• [TEXTE]:

----

Une représentation de Toyokuni III

Il collabore parfois avec Hiroshige et Kuniyoshi sur des séries d’estampes réalisées dans les années 1840 et 1850, alors que le Japon est en pleine période d’expansion et que les estampes sur bois sont très demandées. À cette époque, il est au plus haut point de sa carrière et domine le marché d’estampes d’acteurs de kabuki et de Genji, réalisant également en grand nombre des peintures de bijin-ga et sumo-e.

On estime qu’il a réalisé plus de 20 000 œuvres au cours de sa vie. 

Il meurt après ses deux contemporains majeurs, Hiroshige et Kuniyoshi, décédés respectivement en 1858 et 1861. Ses dernières années sont marquées par un renouveau qualitatif : ses séries sont beaucoup plus inspirées et se démarquent de la plupart de ses œuvres antérieures produites en série. Il meurt à Edo après avoir formé plusieurs élèves tels que Toyohara Kunichika et Utagawa Kunisada II. »

Alors, pourquoi -diable ! – à part quelques « afficionados » passionnés des arts japonais, personne, en tout cas pas le grand public, n’entend jamais parler de ce grand artiste ?

Encore, « la malédiction du spécialiste » qui frappe ?

Alors que les même expositions Hiroshige et Utamaro tournent en rond dans tous les musées du monde, frisant la nausée ?

J’entends déjà la voix de celui « qui sait tout » : « C’est un artiste mineur ! »

Si l’on donnait au public la possibilité de choisir ? « Jamais de la vie ! C’est nous qu’on sait ! »

Et pourtant, les quelques expériences d’un passé récent (Sorolla, Gemito, Akseli Gallen-Kallela) ont prouvé le contraire !  Et combien d’autres Körösfői-Kriesch, Andreescu, Casorati, Lenci, Ginori etc., etc. ? Tout ce beau monde qu’il nous reste encore à découvrir !

Si les « spécialistes » veulent bien nous le permettre ! 

  *   *   *

Pour ce qui est de mon cher UTAGAWA Kunisada dit Toyokuni III il ne me reste plus qu’un seul « détail » à éclaircir : sa valeur marchande !

Pour avoir la réponse, rien de plus simple : il suffit de suivre, au jour le jour, les ventes aux enchères dans différents pays du monde.

Parce que, une fois de plus, les prix varient… à la tête du client !

 « Vous voulez vendre le vôtre ? …ça n’intéresse personne ! »

Jusqu’au jour où découvrez une œuvre similaire en vente publique !

Mais, dans ce cas… c’est différant !

Comme disait un réputé humoriste de ma jeunesse :

« Achetons des vieilleries ; vendons des antiquités ! »

 

Adrian Irvin ROZEI

Boulogne, décembre 2023

One thought on “Le retour de « Genji » (III)

  1. G.P. de Paris écrit :
    Bonjour Adrian !
    Merci pour tes mails que je ne lis pas toujours avec l’attention qu’il conviendrait !
    Mais celui-ci m’a particulièrement intéressé !

----

• [Enregistrements]:
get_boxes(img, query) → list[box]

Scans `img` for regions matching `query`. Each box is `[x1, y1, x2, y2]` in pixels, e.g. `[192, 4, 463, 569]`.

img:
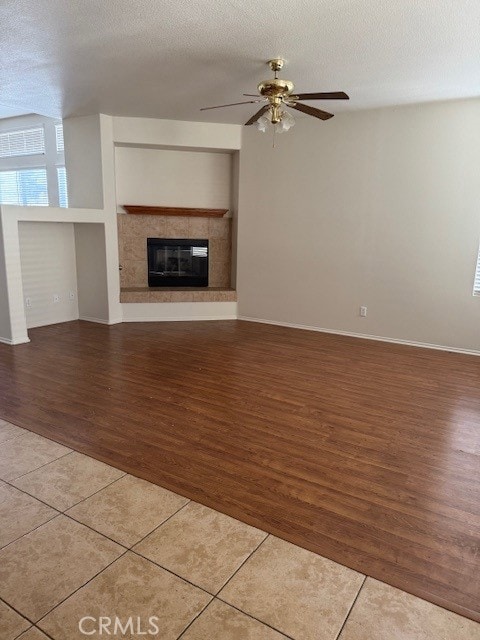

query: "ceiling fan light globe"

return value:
[255, 116, 270, 133]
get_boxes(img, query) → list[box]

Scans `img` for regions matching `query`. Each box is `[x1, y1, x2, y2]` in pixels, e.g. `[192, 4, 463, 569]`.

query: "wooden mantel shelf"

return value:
[123, 204, 228, 218]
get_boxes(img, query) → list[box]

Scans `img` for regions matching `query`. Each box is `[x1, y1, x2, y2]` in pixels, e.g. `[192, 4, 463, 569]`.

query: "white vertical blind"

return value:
[0, 127, 45, 158]
[57, 167, 68, 207]
[0, 167, 48, 207]
[473, 249, 480, 296]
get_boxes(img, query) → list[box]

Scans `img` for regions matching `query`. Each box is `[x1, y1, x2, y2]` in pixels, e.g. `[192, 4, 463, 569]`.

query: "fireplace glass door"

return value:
[147, 238, 208, 287]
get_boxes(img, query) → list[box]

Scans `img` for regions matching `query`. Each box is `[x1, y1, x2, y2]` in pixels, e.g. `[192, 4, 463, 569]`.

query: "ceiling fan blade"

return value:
[295, 91, 350, 100]
[245, 104, 270, 126]
[288, 102, 333, 120]
[200, 98, 263, 111]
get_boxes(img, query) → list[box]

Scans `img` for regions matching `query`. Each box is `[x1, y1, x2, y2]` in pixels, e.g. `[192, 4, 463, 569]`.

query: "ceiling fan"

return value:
[200, 58, 349, 133]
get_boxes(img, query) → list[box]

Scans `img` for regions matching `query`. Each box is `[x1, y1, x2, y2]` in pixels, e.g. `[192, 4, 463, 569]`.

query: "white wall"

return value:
[74, 223, 109, 324]
[115, 147, 232, 209]
[237, 100, 480, 350]
[63, 115, 104, 209]
[0, 216, 12, 343]
[113, 117, 242, 151]
[19, 222, 78, 329]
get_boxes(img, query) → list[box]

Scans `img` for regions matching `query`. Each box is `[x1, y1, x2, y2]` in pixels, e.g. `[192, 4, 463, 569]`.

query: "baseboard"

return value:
[123, 315, 237, 322]
[0, 337, 30, 346]
[122, 302, 237, 322]
[238, 316, 480, 356]
[78, 316, 112, 324]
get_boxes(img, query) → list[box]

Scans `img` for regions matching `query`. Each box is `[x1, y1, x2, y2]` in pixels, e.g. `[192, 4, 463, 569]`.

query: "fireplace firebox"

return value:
[147, 238, 208, 287]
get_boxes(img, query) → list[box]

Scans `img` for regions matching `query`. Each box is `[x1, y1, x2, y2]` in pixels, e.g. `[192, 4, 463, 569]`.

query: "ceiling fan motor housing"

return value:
[257, 78, 293, 98]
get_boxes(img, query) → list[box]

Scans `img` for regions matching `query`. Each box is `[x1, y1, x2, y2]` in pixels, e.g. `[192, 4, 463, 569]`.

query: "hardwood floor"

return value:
[0, 321, 480, 621]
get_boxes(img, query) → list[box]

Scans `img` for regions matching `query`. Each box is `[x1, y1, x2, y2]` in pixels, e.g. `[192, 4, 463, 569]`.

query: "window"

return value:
[0, 114, 68, 207]
[0, 167, 48, 207]
[57, 167, 68, 207]
[0, 127, 45, 158]
[473, 249, 480, 296]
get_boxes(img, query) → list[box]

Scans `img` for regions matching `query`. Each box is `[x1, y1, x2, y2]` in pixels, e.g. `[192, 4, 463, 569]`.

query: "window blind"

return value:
[55, 124, 65, 153]
[0, 127, 45, 158]
[57, 167, 68, 207]
[0, 168, 48, 207]
[473, 249, 480, 296]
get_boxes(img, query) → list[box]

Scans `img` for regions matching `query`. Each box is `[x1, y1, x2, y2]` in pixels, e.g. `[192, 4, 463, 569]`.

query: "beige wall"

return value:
[237, 100, 480, 350]
[115, 147, 232, 209]
[75, 223, 109, 323]
[18, 222, 78, 329]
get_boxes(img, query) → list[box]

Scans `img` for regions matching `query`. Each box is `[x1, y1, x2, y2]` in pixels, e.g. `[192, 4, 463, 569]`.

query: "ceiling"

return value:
[0, 0, 480, 123]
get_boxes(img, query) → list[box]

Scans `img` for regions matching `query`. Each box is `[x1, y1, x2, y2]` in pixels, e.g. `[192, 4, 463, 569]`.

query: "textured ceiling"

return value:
[0, 0, 480, 123]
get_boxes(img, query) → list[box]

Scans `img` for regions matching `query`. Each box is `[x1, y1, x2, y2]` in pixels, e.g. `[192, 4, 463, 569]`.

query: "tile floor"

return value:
[0, 420, 480, 640]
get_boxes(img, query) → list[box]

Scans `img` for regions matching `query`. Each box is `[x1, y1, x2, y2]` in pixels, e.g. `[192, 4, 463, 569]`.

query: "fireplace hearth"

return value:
[147, 238, 208, 287]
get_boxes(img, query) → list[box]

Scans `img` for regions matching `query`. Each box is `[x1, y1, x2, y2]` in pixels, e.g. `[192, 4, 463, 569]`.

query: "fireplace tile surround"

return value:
[117, 213, 236, 302]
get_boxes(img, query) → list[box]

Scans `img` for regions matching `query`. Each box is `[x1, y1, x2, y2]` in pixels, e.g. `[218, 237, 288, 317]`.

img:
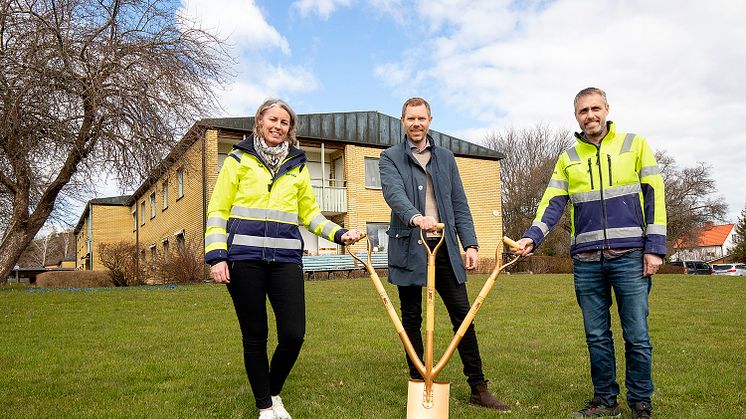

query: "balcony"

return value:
[311, 179, 347, 215]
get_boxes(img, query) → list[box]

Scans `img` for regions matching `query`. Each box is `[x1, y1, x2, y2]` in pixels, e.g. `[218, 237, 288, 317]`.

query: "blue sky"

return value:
[169, 0, 746, 221]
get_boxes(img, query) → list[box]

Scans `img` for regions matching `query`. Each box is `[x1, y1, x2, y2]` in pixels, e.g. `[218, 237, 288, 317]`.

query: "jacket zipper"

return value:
[591, 146, 611, 250]
[606, 154, 614, 187]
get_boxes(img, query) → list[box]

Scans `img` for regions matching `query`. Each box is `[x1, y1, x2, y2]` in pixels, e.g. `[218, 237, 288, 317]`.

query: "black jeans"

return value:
[398, 243, 484, 386]
[228, 261, 306, 409]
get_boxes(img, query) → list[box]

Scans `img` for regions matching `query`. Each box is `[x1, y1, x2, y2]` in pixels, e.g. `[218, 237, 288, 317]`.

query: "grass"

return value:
[0, 275, 746, 419]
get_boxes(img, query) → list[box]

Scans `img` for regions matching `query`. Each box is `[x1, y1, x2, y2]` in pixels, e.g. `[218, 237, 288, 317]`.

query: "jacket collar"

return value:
[233, 134, 307, 177]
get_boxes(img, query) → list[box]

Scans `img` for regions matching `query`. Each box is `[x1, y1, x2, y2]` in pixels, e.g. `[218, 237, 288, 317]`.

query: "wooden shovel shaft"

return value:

----

• [CONSIGNES DE L'EXERCICE]: D'après le texte sur Toyokuni III, combien d'œuvres estime-t-on qu'il a réalisées au cours de sa vie ? Les enregistrements forment un matériau distinct du texte.

• [CORRIGÉ]: Plus de 20 000 œuvres.